The problem
Analyze 75 years of Formula 1 history — drivers, races, constructors, circuits, lap times. The raw data is 13 CSV files with primary/foreign-key relationships. Answer a mix of general competitive questions plus a focused career study of driver Fernando Alonso.
What makes this AE-relevant
Despite being a pandas project (not SQL), the work is fundamentally relational:
- 13 source tables with PK/FK relationships
- Multi-way joins (driver × race × results × constructors × circuits)
- Head-to-head analytical tables built via
stack/unstack— equivalent to pivoting in SQL - Filtering and aggregation across joined result sets
The same analytical work would slot directly into a SQL warehouse. The pandas form is a stepping stone — if this project were “real,” the next move would be loading the CSVs into Postgres and rewriting the analyses as CTEs.
Representative analyses
- All-time top 5 winners / pole-sitters / fastest-lappers
- Average positions gained per race (filtered by minimum-race-completions — classic pre-aggregation filter to remove small-sample noise)
- Most-frequent DNF causes via DataFrame × status-code lookup
- Head-to-head: Fernando Alonso vs. rivals — each row a race, each column a rival, each cell their position
- Circuit-level speed ranking via groupby-then-
apply(top-100 fastest laps per circuit) - Folium map of all circuit locations
Key decisions
Multi-table joins in pandas need explicit index handling
When merging with pd.merge, which indices carry through matters. Being explicit about left_on / right_on / right_index=True up front avoids end-of-query surprises — same philosophy as being explicit about JOIN predicates in SQL.

▶ [Dataset extract]
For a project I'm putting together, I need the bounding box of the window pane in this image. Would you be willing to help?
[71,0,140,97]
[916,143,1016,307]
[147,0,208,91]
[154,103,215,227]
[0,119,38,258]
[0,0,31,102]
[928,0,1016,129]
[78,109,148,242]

▶ [Required actions]
• 1. Repeat the part of the Formula 1 project write-up between "What makes this" and "constructors × circuits)", inclusive.
• 2. Answer these from the Formula 1 project write-up:
(a) How many CSV files make up the raw data?
(b) Which database would the CSVs be loaded into next?
(c) Which pandas function is named for merging tables?
• 3. List every part of Formula 1 history that the Formula 1 project write-up says will be analyzed, as given under "The problem".
The data above was drawn from a separate source.

▶ [Exercise responses]
• 1.
What makes this AE-relevant
Despite being a pandas project (not SQL), the work is fundamentally relational:
- 13 source tables with PK/FK relationships
- Multi-way joins (driver × race × results × constructors × circuits)

• 2.
(a) 13
(b) Postgres
(c) pd.merge

• 3.
drivers
races
constructors
circuits
lap times